=== What is being asked ===
Extract from the listing below every line that contains the word "arched", matching it with case taken into account.

=== Data supplied ===
[start]

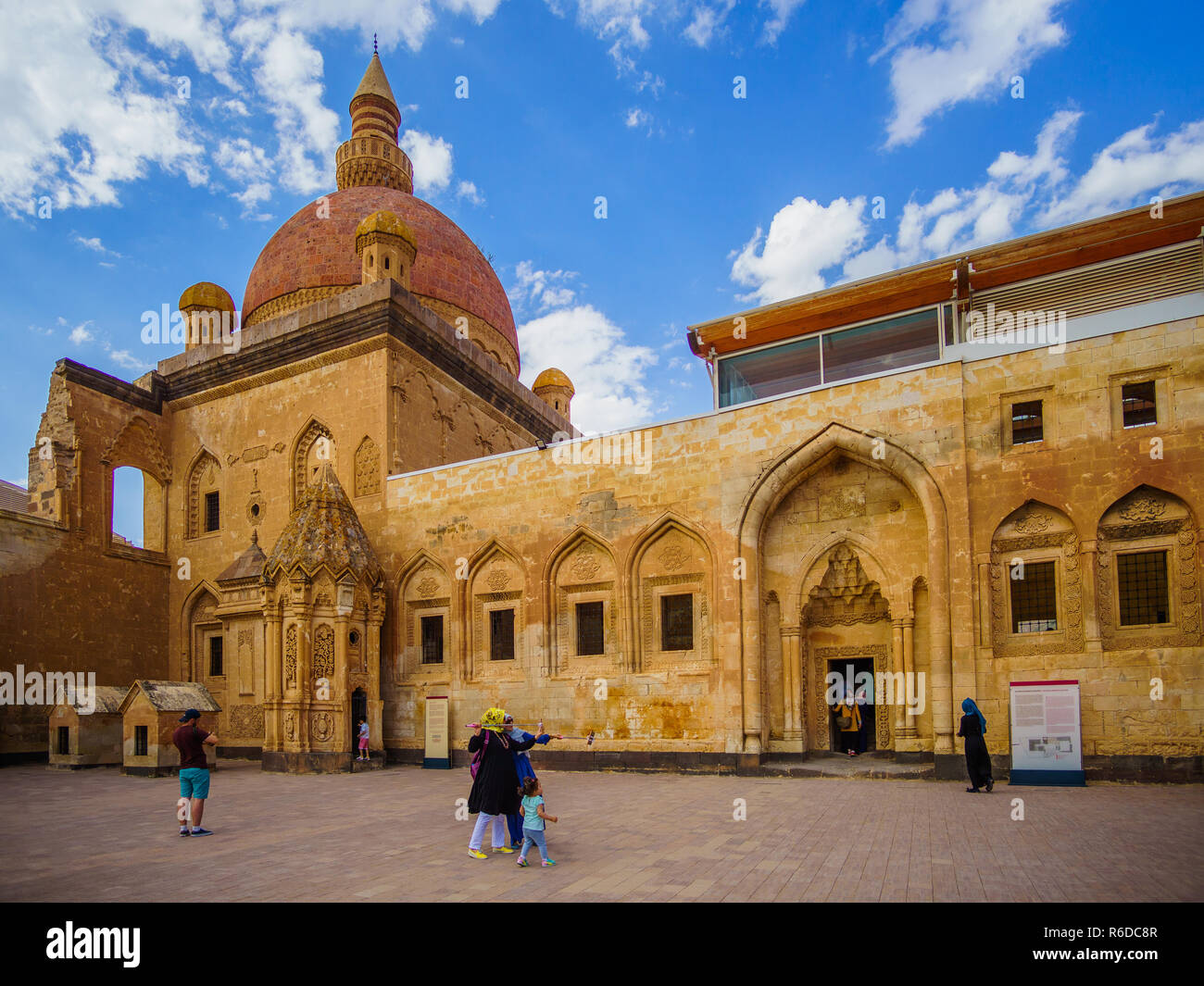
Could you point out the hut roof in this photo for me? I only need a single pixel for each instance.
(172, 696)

[end]
[start]

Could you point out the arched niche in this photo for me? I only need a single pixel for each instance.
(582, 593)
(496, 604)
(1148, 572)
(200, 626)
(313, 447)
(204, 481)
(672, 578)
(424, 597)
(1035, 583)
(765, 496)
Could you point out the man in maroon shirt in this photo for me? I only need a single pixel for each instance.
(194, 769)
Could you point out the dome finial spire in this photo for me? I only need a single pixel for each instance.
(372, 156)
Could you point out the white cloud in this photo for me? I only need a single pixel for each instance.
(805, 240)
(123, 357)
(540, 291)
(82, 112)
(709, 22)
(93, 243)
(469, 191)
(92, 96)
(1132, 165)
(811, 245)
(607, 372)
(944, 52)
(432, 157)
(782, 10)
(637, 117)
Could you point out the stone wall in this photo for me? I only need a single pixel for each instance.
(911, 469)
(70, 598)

[end]

=== The completed task ===
Could you point out the arched niche in this photo for me? I only need a single pixel for each instance.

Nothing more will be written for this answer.